In 2002, Catalano came out of retirement to design the Floralis Generica sculpture in Buenos Aires, a gigantic metal flower with six motorized 20-meter-high petals that open and close.
Catalano still has an impact on students studying architecture at the College of Design today. After the untimely death of College of Design Professor Robert Burns, Catalano’s former student and employee, Catalano established The Robert P. Burns Lectures and Seminars on Structural Innovations Endowment, which brings in a visiting expert to lecture and conduct a seminar on structural innovations in architecture. Catalano made a second gift—the largest outright gift at the time it was given in 2007—to establish the Eduardo Catalano Lecture/Seminar on Contemporary Architecture Endowment to provide a special lecture/seminar each year from a visiting professional on contemporary architecture.
Catalano was awarded an honorary doctorate by NC State University in 2007.
Don Alan Masterton, 70, passed away May 26, 2010, in St. Philip, Barbados, West Indies. He was the son of Dr. Edward Lincoln Masterton and Sarah Elizabeth (Glick) Masterton and was born in Chicago where he grew up on the South Side of the city.
Don attended Knox College then proceeded to Southern Illinois University where he graduated in 1952. It was at SIU in Carbondale where he discovered what would become a lifelong love for architecture and design. Upon graduating from IIT in 1954 with his master in design, Don began his teaching career at the University of Illinois at Chicago. He then became an associate professor of art and architecture at the University of Illinois Chicago Campus. In the early sixties, the College of Design recruited him to Raleigh where he moved his family and became Head of the Product Design Department. Don continued with the department until he left in 1973 to pursue other opportunities including working and designing for Hood Yacht Systems in Marble Head, MA.

[Stored items]

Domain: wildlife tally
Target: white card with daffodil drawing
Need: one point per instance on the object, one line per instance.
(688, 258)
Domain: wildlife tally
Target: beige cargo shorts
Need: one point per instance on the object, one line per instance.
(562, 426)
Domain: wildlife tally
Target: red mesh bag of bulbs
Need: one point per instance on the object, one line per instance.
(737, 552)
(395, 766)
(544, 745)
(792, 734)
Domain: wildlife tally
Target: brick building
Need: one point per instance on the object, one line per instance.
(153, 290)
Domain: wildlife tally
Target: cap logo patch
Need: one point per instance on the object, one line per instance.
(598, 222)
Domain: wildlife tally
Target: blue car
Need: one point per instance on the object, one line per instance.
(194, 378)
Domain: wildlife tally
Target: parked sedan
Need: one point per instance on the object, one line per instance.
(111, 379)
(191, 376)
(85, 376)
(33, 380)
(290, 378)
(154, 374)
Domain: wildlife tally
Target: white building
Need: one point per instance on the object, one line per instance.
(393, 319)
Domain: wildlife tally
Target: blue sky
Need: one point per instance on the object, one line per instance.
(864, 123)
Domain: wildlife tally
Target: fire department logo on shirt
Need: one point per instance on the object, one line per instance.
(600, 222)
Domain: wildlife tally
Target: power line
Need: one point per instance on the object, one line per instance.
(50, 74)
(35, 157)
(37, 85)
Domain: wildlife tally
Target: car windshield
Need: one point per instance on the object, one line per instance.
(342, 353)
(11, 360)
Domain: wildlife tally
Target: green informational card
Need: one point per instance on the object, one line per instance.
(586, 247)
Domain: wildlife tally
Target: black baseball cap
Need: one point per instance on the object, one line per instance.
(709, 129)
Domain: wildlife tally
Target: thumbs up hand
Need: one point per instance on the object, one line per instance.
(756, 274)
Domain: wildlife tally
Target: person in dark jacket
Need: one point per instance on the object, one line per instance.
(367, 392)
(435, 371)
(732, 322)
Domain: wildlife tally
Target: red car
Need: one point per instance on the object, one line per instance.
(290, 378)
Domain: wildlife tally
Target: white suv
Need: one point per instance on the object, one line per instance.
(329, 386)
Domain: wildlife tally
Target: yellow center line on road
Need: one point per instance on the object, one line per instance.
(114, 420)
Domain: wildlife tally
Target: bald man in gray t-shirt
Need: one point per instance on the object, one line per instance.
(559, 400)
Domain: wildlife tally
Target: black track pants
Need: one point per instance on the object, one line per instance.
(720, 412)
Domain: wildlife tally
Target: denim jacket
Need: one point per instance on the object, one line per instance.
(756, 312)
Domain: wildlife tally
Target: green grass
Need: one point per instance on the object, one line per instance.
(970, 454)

## BRIEF 1
Transcribe the portion of the College of Design text between "Don attended Knox" and "Marble Head, MA.", inclusive.
## BRIEF 2
Name every person mentioned in the College of Design text, giving each in the fullest form it appears there.
The listing is separate material and has no connection to the College of Design text.

## ANSWER 1
Don attended Knox College then proceeded to Southern Illinois University where he graduated in 1952. It was at SIU in Carbondale where he discovered what would become a lifelong love for architecture and design. Upon graduating from IIT in 1954 with his master in design, Don began his teaching career at the University of Illinois at Chicago. He then became an associate professor of art and architecture at the University of Illinois Chicago Campus. In the early sixties, the College of Design recruited him to Raleigh where he moved his family and became Head of the Product Design Department. Don continued with the department until he left in 1973 to pursue other opportunities including working and designing for Hood Yacht Systems in Marble Head, MA.

## ANSWER 2
- Eduardo Catalano
- Robert P. Burns
- Don Alan Masterton
- Edward Lincoln Masterton
- Sarah Elizabeth (Glick) Masterton